[Object point labels]
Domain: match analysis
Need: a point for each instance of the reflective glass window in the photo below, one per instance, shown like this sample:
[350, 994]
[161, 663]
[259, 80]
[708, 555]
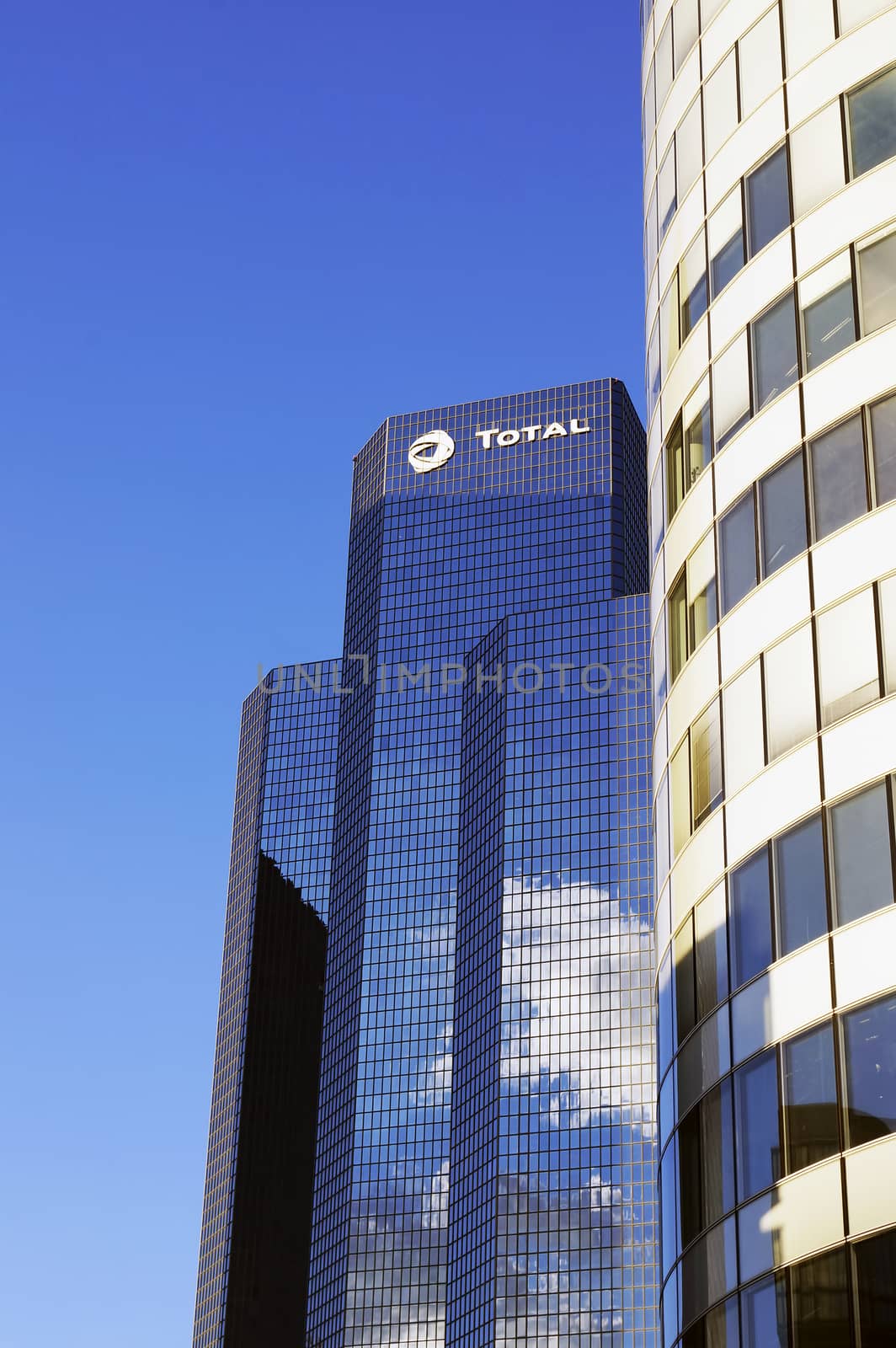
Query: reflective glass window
[666, 199]
[738, 552]
[693, 285]
[756, 1109]
[775, 363]
[767, 201]
[877, 283]
[817, 159]
[783, 529]
[801, 889]
[744, 734]
[876, 1289]
[790, 692]
[812, 1114]
[869, 1045]
[751, 918]
[883, 417]
[862, 859]
[840, 491]
[829, 325]
[711, 952]
[819, 1289]
[872, 123]
[848, 657]
[717, 1153]
[707, 763]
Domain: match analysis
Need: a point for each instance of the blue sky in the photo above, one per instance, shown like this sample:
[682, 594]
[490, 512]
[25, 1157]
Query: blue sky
[235, 238]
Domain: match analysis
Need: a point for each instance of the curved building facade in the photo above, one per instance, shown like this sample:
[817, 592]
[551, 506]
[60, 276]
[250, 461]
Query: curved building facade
[770, 190]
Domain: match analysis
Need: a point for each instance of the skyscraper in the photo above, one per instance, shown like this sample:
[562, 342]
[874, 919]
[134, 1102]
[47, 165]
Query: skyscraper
[770, 152]
[485, 1139]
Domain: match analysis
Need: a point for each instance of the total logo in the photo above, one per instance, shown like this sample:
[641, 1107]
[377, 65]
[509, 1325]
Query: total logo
[435, 448]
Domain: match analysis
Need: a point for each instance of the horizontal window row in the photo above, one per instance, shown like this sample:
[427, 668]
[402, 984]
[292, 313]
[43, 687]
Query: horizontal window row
[814, 1095]
[788, 182]
[835, 1300]
[840, 476]
[833, 869]
[828, 669]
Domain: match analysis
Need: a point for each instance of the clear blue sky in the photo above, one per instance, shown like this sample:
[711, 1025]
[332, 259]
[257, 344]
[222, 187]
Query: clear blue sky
[235, 238]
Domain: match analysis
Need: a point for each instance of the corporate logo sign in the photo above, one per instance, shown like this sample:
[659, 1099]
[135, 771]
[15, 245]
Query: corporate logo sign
[435, 448]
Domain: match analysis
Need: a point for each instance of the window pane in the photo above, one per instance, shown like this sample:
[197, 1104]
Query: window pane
[862, 866]
[738, 552]
[707, 763]
[675, 468]
[721, 105]
[702, 610]
[693, 285]
[698, 444]
[711, 948]
[717, 1153]
[884, 440]
[775, 350]
[760, 62]
[721, 1325]
[848, 657]
[684, 967]
[767, 201]
[887, 599]
[839, 478]
[657, 512]
[852, 13]
[817, 159]
[821, 1303]
[876, 1291]
[801, 889]
[869, 1041]
[678, 626]
[790, 692]
[686, 26]
[872, 123]
[751, 920]
[744, 738]
[783, 516]
[810, 1099]
[759, 1159]
[829, 325]
[877, 283]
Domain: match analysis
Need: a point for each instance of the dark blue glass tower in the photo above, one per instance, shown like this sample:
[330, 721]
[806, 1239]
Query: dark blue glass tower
[477, 839]
[485, 1141]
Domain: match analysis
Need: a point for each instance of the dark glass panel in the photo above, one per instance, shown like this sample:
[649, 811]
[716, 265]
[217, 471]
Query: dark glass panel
[783, 514]
[756, 1107]
[801, 889]
[738, 552]
[869, 1041]
[810, 1099]
[751, 921]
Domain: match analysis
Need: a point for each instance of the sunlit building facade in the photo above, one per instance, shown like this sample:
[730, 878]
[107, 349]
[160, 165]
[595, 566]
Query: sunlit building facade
[485, 1147]
[770, 152]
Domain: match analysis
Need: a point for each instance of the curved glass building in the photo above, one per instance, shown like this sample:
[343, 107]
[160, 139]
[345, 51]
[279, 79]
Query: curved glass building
[770, 189]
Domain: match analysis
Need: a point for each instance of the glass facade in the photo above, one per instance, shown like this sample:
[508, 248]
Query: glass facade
[775, 916]
[485, 1150]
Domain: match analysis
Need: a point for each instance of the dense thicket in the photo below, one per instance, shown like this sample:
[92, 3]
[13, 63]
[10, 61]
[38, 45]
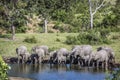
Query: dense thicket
[68, 15]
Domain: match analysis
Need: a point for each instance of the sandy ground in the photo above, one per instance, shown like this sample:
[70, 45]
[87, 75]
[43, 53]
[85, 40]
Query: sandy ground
[18, 78]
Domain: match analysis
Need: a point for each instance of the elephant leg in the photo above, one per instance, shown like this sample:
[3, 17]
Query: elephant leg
[35, 60]
[102, 64]
[106, 64]
[39, 60]
[97, 64]
[18, 59]
[89, 63]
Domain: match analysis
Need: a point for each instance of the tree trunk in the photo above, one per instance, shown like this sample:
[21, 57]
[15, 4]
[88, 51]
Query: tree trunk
[91, 15]
[45, 26]
[13, 32]
[91, 21]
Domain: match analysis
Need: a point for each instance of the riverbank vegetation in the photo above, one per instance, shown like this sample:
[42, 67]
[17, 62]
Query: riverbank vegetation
[53, 41]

• [Challenge]
Will you restate every entry word for word and omit the images?

• [The result]
Domain: match analysis
Need: a point for each instance of the reflective glass window in the photo below, one per instance, shown like this sample:
[350, 994]
[161, 663]
[259, 80]
[708, 555]
Query: reflective glass window
[666, 199]
[738, 552]
[693, 285]
[756, 1109]
[775, 363]
[767, 201]
[877, 283]
[817, 159]
[783, 529]
[801, 889]
[744, 734]
[876, 1289]
[790, 692]
[812, 1114]
[869, 1045]
[751, 918]
[883, 417]
[862, 859]
[840, 491]
[829, 325]
[711, 952]
[819, 1289]
[872, 123]
[848, 657]
[717, 1153]
[707, 763]
Domain: match analysis
Need: a point for each instance of the blue sky in the photo above, one per instance, shown like this sample:
[682, 594]
[490, 512]
[25, 1157]
Query: blue sky
[235, 238]
Domain: match analysis
Need: a point for each instance of the curved building facade in the photo above, one per instance, shown like this sample:
[817, 592]
[551, 506]
[60, 276]
[250, 461]
Query: curved building facade
[770, 190]
Domain: match analysis
Need: a point for each instance of the skyscraper in the photo above, one per instance, shown like this sample:
[562, 342]
[874, 919]
[134, 1102]
[47, 165]
Query: skyscraper
[770, 152]
[485, 1139]
Domain: match analysis
Need: a point for each instance of the total logo in the photo above, one per instance, shown like this sample:
[641, 1107]
[377, 65]
[509, 1325]
Query: total logo
[435, 448]
Domain: match analysis
Need: a point for each instance of the horizontal window row in the photo above, one per instance, shown like this sample:
[427, 668]
[402, 984]
[292, 313]
[43, 687]
Query: horizontal window row
[814, 1095]
[788, 182]
[835, 1300]
[840, 476]
[833, 869]
[828, 669]
Domain: match analysis
Need: a point for each instance of the clear blue sky in the photo above, one per instance, shown like this sample:
[711, 1025]
[332, 259]
[257, 344]
[222, 187]
Query: clear blue sky
[235, 238]
Domain: match analysis
Need: a point for each instance of the corporate logo sign in the photo above, one per instance, shown like this sample:
[659, 1099]
[135, 771]
[15, 245]
Query: corporate logo sign
[435, 448]
Domain: match analysis
Need: a point for each instance of the window pane in the photo above, one per instance, shown like this sample:
[197, 1104]
Query: window pane
[862, 866]
[738, 552]
[707, 763]
[675, 468]
[721, 105]
[702, 610]
[693, 285]
[698, 444]
[711, 948]
[717, 1153]
[884, 440]
[775, 350]
[760, 62]
[721, 1325]
[848, 657]
[684, 967]
[767, 201]
[887, 599]
[839, 478]
[657, 512]
[852, 13]
[817, 159]
[821, 1303]
[876, 1291]
[801, 889]
[869, 1041]
[678, 626]
[790, 692]
[686, 26]
[872, 123]
[751, 920]
[744, 738]
[783, 516]
[810, 1099]
[759, 1159]
[829, 325]
[877, 283]
Domain: match analysis
Need: a point for each instance of the dark blue glass tower in the photo above, one per instance, shown like this sample:
[330, 721]
[806, 1239]
Query: dark blue glass tower
[477, 839]
[485, 1141]
Domain: match analysis
Need: a point for each instance of the dark glass panel in the photo above, one per instance, shown like this sample:
[649, 811]
[716, 265]
[217, 471]
Query: dark glass panel
[783, 514]
[756, 1107]
[801, 889]
[738, 552]
[869, 1041]
[810, 1099]
[751, 921]
Domain: match analysis
Need: a point for each instance of the sunlit building facade in the photo above, one per instance, shown like this sample:
[730, 878]
[107, 349]
[160, 165]
[595, 566]
Query: sunlit building facade
[485, 1147]
[770, 152]
Domain: match analysis
Need: a point for each instance of the curved glass building in the photo above, one per instance, shown like this sample:
[343, 107]
[160, 139]
[345, 51]
[279, 79]
Query: curved glass building
[770, 189]
Domain: match analysis
Need: a point for each instance of the glass facade in the photo above, one per instance, shown like this sample:
[508, 248]
Query: glass facade
[775, 916]
[485, 1150]
Domain: match analysis
Need: a point for each instance of the dense thicket in the photo below, one per instance, shown like this sample:
[92, 3]
[13, 63]
[10, 61]
[38, 45]
Query: dense thicket
[68, 15]
Domain: match analysis
Need: a point for each instance of the sandy ground in the photo above, one per instance, shown like this sample:
[70, 45]
[87, 75]
[43, 53]
[85, 40]
Query: sandy ground
[18, 78]
Domain: match analysis
Need: a point for each instance of the elephant leg in the photo above, one per instance, shown like this sample:
[3, 17]
Query: elephant leg
[35, 60]
[102, 64]
[106, 64]
[39, 60]
[97, 64]
[18, 59]
[89, 63]
Domain: match analysis
Need: a point for each instance of the tree trunk in the photo above, one per instance, shown like this sample:
[21, 57]
[15, 4]
[88, 51]
Query: tree trunk
[91, 15]
[45, 26]
[13, 32]
[91, 21]
Domain: match analysis
Need: a point for each instance of the riverbank vegetation in the photo above, one per instance, shown like this sample:
[42, 67]
[17, 62]
Query: riverbank vegetation
[53, 41]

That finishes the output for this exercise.